KOLKATA: JSW Steel, one of the country’s largest private steel companies, has decided to scale down/ suspend production at its units in the wake of the global outbreak of novel Coronavirus (COVID-19).

“Following the call given by Prime Minister Narendra Modi on March 24 for a 21-day nationwide lockdown (w.e.f March 25, 2020) and the various advisories/directives issued by local Municipal Corporations, State and Central Governments considering the evolving scenario of complete lockdown with exception to certain specified essential activities, the manufacturing operations in all of our locations have since been either scaled down or suspended (in certain locations),” the company said in an official notification to the BSE on Wednesday.

The move will affect the capacity utilisation which is expected to go down significantly during this period of lockdown, the statement added.

“The overall adverse impact on the operations of the company during the period of this lockdown, on account of the above and the expected financial impact, is not ascertainable at this stage,” the statement added.

Steel is classified as an essential commodity under the Essential Services Maintenance Act, 1981 (ESMA). However, the company said it has taken the decision “to scale down / suspend production to support the cause of containment of the pandemic COVID-19, notwithstanding the exception to manufacturing units with continuous operation and the units producing essential commodities.”
JSW Steel said it will continue to “closely monitor the situation and take appropriate action as per the directions issued by regulatory authorities from time to time, keeping in view the health and safety of all of its employees and their families and the interest of the nation at large.”

The statement from JSW Steel also said it had been taking various precautionary it measures to ensure the safety and health of the employees and their families, at all its offices and manufacturing locations in India and abroad.

= = = = =

What you should do
Could you repeat the passage of the JSW Steel article starting at "KOLKATA: JSW Steel, one" and ending at "BSE on Wednesday.", word for word? You won't need the listing that follows this article.

= = = = =

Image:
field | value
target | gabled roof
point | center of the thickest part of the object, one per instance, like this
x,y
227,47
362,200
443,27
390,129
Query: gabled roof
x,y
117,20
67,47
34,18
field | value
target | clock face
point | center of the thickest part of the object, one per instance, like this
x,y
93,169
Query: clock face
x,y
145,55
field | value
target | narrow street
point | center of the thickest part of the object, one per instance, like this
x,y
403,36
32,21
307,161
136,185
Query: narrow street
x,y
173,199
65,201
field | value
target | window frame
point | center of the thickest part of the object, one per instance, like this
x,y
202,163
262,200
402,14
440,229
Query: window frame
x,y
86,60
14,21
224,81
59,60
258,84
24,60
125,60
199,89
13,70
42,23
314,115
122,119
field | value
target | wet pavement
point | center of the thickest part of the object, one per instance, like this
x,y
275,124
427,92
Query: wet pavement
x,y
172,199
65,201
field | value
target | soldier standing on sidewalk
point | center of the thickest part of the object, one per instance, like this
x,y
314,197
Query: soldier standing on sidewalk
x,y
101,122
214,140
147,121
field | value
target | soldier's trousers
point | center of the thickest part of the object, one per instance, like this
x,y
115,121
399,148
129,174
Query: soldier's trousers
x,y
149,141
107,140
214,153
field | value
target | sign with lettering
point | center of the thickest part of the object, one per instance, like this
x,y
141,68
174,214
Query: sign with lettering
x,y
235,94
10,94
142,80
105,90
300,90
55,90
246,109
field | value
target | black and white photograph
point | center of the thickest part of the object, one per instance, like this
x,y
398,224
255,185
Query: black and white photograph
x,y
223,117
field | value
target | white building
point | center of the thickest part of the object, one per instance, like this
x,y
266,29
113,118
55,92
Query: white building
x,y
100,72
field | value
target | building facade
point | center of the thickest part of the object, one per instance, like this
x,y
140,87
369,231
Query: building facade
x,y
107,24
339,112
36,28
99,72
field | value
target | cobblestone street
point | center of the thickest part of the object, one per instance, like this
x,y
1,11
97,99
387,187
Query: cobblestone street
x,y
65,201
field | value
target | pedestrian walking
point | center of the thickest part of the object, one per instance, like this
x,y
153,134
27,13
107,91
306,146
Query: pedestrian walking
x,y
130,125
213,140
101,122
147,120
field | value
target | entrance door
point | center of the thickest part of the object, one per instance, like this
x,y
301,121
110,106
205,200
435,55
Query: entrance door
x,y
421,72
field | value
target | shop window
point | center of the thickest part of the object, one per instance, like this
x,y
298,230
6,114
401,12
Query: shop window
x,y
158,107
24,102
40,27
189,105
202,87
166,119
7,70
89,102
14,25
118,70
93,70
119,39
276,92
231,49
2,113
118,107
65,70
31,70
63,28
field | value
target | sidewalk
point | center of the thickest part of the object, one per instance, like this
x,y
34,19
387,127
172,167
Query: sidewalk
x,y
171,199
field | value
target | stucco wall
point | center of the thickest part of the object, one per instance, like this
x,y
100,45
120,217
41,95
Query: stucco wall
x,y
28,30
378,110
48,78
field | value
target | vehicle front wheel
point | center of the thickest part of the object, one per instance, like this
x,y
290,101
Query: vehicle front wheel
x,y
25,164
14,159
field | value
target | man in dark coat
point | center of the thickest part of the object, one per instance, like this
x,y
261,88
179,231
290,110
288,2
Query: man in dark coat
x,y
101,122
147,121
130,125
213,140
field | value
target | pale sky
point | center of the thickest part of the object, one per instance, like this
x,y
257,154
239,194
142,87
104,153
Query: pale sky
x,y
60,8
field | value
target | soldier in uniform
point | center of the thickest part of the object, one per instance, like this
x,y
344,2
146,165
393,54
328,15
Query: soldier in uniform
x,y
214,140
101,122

= = = = =

Exercise output
KOLKATA: JSW Steel, one of the country’s largest private steel companies, has decided to scale down/ suspend production at its units in the wake of the global outbreak of novel Coronavirus (COVID-19).

“Following the call given by Prime Minister Narendra Modi on March 24 for a 21-day nationwide lockdown (w.e.f March 25, 2020) and the various advisories/directives issued by local Municipal Corporations, State and Central Governments considering the evolving scenario of complete lockdown with exception to certain specified essential activities, the manufacturing operations in all of our locations have since been either scaled down or suspended (in certain locations),” the company said in an official notification to the BSE on Wednesday.